**ASSIGNED TASK:**
Nothing but the pictures gets dropped; retype every entry exactly.

** Opening DATA FOR PROCESSING block **

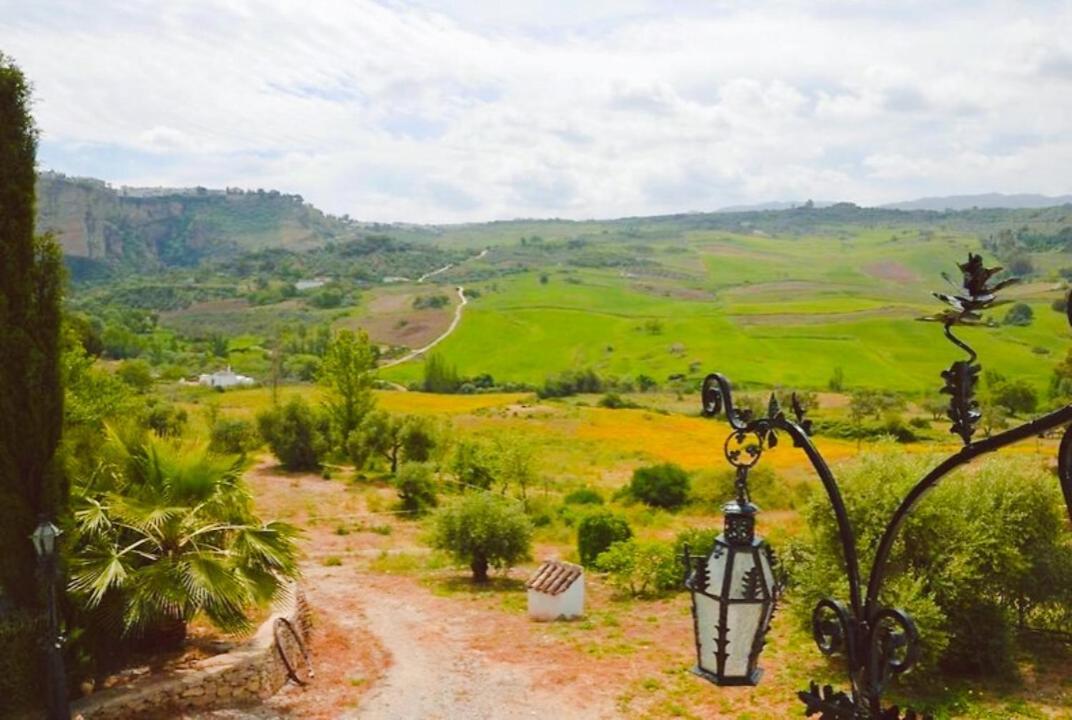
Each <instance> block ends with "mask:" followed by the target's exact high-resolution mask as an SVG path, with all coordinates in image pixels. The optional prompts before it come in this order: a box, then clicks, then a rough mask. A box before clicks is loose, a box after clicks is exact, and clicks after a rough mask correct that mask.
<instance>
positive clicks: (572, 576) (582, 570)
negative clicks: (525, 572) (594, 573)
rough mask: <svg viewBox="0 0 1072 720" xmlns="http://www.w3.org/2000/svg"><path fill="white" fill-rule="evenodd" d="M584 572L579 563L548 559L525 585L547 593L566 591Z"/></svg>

** Closing DATA FOR PROCESSING block **

**ANSWER TO THE EXERCISE:**
Each <instance> block ends with "mask:" followed by the target's exact high-resolution mask as an SVG path, with all coordinates in image pixels. The optional prompts before it come in this order: a box, then clicks, then a rough mask. A box before clicks is loose, a box after clicks is exact, and clicks after a rough mask correct that mask.
<instance>
positive clicks: (572, 576) (582, 570)
negative clicks: (525, 572) (594, 573)
rough mask: <svg viewBox="0 0 1072 720" xmlns="http://www.w3.org/2000/svg"><path fill="white" fill-rule="evenodd" d="M584 572L579 563L548 559L525 585L547 593L566 591Z"/></svg>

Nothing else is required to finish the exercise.